__Requirement 1__. Duplicate the section of the sailing log that begins at the words "We had wind" and stops after "worst is over.".
__Requirement 2__. According to the sailing log, what item proved to be the most effective toy for Dio so far?

__Source document__.
- - -

We had wind over 30 knots in the morning and waves probably up to 15 feet. We can’t keep any of the hatches open, so the air in the boat gets stale and so sticky. I spent the day keeping Dio entertained inside the boat. I found what has proven to be the most effective toy so far. My wallet. He’s happy with that thing for at least a half hour. He loves to take all the card out, chew on them, throw them around, take more out. My wallet saved me that day, eventhough there was not a dime in it. I gave Dio a couple of showers to keep him cool. He has a crease under his neck where he always gets lint and dirt -so yucky. His new favorite thing to do is to go caca in the shower. At least he’s going, I tell myself.

Somehow I seemed to get used to the movement of the boat, somewhat, during the day. I think it calmed down a bit too. We were all starting to breathe again, maybe the worst is over.

- - -

Dataset entries:
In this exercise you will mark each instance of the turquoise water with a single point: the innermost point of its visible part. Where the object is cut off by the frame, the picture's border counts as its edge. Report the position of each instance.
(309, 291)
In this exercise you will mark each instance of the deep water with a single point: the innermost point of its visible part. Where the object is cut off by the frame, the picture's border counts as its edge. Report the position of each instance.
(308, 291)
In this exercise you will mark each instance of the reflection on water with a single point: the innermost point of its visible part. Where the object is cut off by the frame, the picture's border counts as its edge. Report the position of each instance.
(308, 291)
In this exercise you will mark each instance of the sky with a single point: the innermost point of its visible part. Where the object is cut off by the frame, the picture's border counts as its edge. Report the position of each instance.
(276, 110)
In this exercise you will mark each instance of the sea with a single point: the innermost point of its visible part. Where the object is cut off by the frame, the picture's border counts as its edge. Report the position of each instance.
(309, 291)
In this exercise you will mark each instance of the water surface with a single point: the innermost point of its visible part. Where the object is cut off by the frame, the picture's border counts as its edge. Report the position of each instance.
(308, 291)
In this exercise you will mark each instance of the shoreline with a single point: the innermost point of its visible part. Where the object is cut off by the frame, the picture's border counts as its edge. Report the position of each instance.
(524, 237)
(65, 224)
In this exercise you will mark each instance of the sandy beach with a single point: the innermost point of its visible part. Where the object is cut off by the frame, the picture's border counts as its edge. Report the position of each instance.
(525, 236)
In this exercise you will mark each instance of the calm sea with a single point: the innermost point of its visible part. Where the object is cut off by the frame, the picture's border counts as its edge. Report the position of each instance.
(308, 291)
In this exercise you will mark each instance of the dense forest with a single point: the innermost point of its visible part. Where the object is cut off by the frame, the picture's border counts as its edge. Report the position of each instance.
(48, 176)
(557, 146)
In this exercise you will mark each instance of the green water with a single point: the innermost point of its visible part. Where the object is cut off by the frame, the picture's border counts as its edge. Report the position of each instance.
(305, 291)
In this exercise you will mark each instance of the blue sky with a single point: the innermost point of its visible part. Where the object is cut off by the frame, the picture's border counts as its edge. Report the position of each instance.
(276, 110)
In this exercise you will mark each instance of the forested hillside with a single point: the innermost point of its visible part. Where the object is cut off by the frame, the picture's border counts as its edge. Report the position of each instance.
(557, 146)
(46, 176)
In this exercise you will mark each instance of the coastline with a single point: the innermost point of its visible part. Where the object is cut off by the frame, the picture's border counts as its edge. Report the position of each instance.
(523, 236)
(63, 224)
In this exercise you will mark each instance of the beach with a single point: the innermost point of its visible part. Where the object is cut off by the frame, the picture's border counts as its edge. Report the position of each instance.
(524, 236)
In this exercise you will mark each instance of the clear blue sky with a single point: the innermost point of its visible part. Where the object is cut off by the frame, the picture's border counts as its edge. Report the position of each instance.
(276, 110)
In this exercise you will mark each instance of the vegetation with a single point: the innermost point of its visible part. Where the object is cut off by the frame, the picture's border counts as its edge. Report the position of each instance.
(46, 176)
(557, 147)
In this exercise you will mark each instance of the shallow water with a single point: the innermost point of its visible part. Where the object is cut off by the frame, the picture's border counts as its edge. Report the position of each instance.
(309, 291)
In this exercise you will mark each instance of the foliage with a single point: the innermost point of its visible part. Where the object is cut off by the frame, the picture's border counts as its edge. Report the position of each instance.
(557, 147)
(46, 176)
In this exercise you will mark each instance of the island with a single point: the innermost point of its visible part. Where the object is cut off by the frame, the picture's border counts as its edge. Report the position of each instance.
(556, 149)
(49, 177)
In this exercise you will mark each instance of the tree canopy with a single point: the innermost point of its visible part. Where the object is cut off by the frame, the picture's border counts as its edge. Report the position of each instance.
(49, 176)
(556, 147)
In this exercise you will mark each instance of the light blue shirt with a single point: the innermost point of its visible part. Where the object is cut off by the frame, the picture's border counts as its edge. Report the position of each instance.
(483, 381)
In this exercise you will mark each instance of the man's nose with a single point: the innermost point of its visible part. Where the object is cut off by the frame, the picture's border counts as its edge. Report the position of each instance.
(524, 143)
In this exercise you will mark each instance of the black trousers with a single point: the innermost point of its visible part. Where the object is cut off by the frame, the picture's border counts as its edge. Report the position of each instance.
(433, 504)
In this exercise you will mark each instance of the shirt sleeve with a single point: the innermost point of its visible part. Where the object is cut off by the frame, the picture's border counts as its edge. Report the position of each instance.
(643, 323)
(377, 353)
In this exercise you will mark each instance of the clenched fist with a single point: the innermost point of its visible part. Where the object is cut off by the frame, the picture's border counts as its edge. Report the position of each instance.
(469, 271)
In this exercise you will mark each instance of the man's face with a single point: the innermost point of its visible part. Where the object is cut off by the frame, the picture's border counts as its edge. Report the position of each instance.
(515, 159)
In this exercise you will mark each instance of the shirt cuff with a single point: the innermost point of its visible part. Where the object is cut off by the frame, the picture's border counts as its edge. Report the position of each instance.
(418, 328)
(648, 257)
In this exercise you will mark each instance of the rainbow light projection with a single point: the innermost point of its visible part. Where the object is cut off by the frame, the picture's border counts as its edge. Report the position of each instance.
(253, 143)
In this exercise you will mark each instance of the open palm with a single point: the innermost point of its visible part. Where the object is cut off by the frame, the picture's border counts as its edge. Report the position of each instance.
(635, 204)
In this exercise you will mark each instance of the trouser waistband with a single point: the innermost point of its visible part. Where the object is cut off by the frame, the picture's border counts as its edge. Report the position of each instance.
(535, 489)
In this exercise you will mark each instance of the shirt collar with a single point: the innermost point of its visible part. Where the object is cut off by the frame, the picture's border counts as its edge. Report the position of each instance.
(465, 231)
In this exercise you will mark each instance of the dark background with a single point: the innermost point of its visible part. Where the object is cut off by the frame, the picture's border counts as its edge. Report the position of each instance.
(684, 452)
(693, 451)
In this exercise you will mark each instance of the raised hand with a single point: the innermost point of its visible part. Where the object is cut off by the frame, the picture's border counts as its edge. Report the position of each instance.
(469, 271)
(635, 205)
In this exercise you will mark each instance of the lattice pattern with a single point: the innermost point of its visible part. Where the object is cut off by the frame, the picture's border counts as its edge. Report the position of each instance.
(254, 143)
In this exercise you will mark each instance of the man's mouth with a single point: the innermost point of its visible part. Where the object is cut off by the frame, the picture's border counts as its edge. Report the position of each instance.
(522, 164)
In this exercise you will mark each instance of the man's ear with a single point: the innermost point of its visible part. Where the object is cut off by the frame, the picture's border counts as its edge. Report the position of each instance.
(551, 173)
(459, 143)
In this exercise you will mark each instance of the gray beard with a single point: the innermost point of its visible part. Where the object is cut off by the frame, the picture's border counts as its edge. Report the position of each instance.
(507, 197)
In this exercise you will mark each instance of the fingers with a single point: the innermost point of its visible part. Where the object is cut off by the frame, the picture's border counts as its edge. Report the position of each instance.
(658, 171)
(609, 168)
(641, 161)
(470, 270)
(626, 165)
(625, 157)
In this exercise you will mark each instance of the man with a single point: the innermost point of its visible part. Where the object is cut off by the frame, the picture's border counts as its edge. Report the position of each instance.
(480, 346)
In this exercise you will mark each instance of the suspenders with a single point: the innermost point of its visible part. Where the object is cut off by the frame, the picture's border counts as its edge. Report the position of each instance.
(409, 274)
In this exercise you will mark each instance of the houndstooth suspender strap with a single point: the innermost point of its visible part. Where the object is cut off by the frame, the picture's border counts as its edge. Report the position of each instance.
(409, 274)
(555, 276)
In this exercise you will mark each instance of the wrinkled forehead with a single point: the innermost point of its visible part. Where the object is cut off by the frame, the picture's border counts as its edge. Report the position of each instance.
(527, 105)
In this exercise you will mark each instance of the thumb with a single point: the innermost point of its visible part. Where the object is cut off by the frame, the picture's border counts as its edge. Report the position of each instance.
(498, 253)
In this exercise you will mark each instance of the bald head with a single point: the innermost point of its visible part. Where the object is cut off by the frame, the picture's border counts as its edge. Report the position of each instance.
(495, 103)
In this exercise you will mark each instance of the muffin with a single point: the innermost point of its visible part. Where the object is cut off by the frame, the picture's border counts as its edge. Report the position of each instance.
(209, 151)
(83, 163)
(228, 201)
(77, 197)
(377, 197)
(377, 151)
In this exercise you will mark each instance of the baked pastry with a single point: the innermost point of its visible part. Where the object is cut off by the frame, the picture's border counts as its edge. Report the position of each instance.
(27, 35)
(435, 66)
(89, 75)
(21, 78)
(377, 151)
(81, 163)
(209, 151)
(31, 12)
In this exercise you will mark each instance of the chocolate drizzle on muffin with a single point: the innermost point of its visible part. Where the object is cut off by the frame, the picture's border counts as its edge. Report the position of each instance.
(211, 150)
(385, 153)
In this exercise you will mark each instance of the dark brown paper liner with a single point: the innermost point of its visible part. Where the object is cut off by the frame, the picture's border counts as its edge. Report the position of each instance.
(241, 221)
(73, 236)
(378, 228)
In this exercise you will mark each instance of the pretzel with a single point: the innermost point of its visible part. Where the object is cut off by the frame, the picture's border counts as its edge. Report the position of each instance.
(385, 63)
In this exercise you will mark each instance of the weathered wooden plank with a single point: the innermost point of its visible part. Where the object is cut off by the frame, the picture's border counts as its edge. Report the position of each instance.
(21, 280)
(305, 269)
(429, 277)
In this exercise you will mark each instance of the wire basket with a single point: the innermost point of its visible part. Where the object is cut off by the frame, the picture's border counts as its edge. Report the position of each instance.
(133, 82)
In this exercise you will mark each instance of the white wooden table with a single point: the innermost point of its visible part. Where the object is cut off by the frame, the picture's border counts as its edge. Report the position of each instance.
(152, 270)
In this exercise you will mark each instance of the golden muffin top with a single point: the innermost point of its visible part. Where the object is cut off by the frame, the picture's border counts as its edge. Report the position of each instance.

- - -

__Answer 1__.
We had wind over 30 knots in the morning and waves probably up to 15 feet. We can’t keep any of the hatches open, so the air in the boat gets stale and so sticky. I spent the day keeping Dio entertained inside the boat. I found what has proven to be the most effective toy so far. My wallet. He’s happy with that thing for at least a half hour. He loves to take all the card out, chew on them, throw them around, take more out. My wallet saved me that day, eventhough there was not a dime in it. I gave Dio a couple of showers to keep him cool. He has a crease under his neck where he always gets lint and dirt -so yucky. His new favorite thing to do is to go caca in the shower. At least he’s going, I tell myself.

Somehow I seemed to get used to the movement of the boat, somewhat, during the day. I think it calmed down a bit too. We were all starting to breathe again, maybe the worst is over.

__Answer 2__. The writer's wallet.